■ Problem requirements
How many lines in the material below contain the string "floor"? Case counts. Reply with the number alone.

(Data listing)
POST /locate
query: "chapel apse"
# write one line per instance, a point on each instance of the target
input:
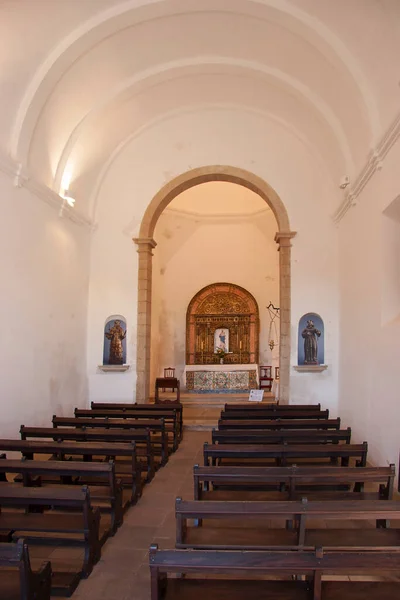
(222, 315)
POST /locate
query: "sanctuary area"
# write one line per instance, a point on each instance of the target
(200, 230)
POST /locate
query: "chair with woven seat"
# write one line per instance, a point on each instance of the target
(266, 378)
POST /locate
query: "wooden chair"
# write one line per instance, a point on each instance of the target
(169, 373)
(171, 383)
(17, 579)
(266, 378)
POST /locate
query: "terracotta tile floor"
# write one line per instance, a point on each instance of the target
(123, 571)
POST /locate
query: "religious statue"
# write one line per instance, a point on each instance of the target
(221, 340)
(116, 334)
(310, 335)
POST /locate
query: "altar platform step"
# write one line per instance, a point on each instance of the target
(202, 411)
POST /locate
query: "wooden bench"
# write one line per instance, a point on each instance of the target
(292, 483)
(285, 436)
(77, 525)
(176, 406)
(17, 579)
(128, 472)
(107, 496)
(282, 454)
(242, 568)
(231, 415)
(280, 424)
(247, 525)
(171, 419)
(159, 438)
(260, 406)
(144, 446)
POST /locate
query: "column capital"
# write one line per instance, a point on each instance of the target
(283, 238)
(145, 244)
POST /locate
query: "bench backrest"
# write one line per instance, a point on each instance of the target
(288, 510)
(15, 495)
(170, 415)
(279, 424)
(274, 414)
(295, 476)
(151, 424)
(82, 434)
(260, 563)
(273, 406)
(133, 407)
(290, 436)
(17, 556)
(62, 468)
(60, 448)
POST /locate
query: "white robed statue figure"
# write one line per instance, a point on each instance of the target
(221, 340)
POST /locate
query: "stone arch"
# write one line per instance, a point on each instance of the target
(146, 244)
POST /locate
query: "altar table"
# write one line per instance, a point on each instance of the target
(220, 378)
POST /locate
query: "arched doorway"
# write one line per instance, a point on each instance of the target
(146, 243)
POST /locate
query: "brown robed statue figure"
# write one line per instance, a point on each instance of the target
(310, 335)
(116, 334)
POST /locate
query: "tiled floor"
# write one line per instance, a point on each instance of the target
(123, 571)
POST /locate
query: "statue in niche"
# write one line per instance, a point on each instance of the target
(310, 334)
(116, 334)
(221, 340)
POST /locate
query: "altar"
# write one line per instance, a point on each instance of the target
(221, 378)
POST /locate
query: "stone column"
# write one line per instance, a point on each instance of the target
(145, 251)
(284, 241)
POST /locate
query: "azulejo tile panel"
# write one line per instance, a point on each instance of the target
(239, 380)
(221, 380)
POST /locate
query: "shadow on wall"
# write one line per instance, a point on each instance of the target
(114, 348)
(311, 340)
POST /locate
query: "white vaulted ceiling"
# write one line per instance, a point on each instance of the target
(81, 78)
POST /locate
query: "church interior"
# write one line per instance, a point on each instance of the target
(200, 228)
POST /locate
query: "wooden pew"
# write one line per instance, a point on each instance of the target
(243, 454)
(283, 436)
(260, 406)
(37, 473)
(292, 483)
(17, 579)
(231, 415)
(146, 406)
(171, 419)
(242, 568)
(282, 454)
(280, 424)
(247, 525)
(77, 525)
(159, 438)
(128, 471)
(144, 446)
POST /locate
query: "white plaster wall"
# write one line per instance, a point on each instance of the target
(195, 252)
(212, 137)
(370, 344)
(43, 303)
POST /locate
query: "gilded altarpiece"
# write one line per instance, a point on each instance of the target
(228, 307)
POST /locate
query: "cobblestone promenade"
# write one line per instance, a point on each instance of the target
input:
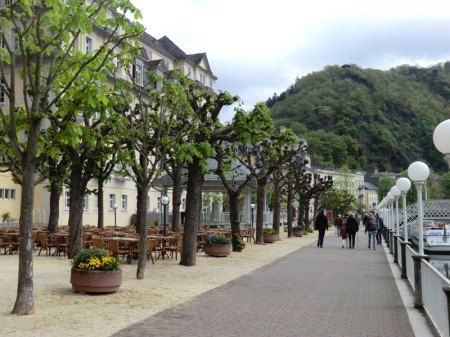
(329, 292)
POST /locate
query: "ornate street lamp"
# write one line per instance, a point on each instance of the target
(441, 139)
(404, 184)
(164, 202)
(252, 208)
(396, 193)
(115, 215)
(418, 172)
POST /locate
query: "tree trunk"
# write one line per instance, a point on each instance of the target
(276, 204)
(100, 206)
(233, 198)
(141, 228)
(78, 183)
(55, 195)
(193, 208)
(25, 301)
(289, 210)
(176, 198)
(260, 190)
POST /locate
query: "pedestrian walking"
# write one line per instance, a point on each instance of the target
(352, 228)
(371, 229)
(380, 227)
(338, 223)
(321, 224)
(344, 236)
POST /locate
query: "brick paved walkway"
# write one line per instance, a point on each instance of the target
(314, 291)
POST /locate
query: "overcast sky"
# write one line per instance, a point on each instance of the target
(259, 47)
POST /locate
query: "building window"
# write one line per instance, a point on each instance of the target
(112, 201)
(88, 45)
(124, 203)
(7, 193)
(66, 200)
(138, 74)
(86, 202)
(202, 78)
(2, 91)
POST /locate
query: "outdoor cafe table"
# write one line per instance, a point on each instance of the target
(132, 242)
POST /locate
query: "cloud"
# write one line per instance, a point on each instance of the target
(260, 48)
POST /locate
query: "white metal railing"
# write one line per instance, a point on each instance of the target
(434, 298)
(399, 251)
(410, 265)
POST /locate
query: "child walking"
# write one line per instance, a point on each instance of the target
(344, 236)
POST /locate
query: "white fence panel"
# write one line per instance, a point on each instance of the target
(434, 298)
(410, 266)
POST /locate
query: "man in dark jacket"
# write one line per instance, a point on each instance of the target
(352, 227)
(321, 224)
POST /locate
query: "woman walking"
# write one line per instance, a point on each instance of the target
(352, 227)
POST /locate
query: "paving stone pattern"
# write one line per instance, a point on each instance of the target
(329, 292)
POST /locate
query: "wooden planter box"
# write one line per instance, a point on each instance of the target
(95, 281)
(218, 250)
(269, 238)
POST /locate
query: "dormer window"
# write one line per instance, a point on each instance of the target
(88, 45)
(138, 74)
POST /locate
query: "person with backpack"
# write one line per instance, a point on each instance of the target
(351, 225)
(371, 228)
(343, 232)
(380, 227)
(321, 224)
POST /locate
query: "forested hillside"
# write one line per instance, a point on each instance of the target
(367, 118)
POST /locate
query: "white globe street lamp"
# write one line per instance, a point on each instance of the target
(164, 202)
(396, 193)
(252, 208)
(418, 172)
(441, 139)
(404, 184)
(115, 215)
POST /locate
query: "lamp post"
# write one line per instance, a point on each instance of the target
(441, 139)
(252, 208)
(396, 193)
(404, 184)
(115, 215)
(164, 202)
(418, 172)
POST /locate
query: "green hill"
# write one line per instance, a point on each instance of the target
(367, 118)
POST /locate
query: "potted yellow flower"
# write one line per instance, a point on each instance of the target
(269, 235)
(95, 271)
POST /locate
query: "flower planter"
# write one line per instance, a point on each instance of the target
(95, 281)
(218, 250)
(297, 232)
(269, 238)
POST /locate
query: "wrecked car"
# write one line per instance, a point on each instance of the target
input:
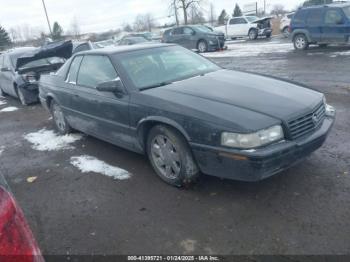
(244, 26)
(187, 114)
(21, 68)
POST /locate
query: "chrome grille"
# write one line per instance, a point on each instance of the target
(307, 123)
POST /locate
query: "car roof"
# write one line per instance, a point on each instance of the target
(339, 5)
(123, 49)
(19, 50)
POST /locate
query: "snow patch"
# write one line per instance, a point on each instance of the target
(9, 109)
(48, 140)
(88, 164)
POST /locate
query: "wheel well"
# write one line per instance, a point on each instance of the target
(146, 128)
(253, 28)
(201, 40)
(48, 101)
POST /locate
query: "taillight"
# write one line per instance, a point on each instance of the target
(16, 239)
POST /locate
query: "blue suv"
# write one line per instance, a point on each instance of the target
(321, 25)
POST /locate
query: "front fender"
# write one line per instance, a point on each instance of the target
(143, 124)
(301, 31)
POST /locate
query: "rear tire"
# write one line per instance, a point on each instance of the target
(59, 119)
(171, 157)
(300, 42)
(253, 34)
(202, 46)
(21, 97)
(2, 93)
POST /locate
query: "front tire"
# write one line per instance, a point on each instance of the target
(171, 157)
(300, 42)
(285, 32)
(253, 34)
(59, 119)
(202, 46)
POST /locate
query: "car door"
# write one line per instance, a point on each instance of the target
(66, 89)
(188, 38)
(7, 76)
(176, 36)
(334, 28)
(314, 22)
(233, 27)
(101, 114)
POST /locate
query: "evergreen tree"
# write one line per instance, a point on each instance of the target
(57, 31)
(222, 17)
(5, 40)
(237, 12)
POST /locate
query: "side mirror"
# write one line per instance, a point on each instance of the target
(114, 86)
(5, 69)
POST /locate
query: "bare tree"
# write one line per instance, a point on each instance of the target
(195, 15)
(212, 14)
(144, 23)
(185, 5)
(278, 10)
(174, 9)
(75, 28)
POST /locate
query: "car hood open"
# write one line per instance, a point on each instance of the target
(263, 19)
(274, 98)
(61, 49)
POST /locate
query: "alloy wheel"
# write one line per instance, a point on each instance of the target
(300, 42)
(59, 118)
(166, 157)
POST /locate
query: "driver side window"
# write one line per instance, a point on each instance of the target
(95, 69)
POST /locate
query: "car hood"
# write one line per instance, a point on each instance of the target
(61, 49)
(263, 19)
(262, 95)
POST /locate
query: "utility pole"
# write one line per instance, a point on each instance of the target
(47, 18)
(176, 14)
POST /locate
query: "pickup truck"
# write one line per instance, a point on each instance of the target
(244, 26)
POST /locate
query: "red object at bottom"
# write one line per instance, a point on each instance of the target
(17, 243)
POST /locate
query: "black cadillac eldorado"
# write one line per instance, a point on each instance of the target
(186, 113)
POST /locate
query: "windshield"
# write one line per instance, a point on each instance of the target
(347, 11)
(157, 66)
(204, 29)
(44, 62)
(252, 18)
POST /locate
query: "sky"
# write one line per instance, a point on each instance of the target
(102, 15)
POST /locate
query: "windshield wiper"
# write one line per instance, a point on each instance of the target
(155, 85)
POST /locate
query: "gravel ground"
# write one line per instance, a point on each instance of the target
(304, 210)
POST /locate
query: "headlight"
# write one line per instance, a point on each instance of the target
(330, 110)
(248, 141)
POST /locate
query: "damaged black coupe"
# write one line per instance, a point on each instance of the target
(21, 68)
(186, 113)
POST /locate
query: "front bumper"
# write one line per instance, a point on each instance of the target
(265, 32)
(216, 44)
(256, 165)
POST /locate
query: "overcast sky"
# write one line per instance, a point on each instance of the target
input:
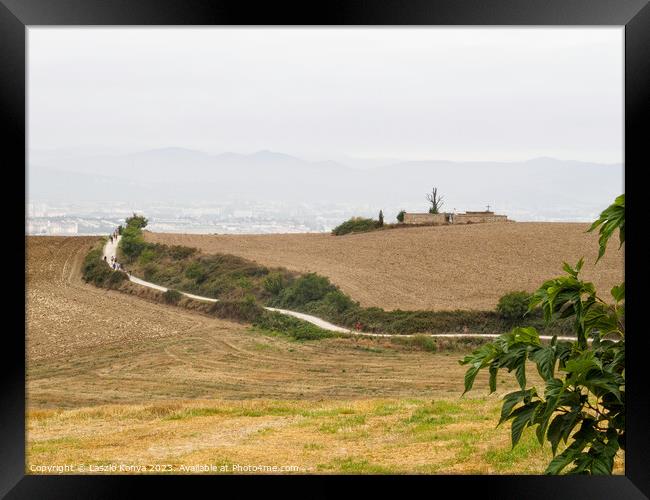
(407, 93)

■ Expected output
2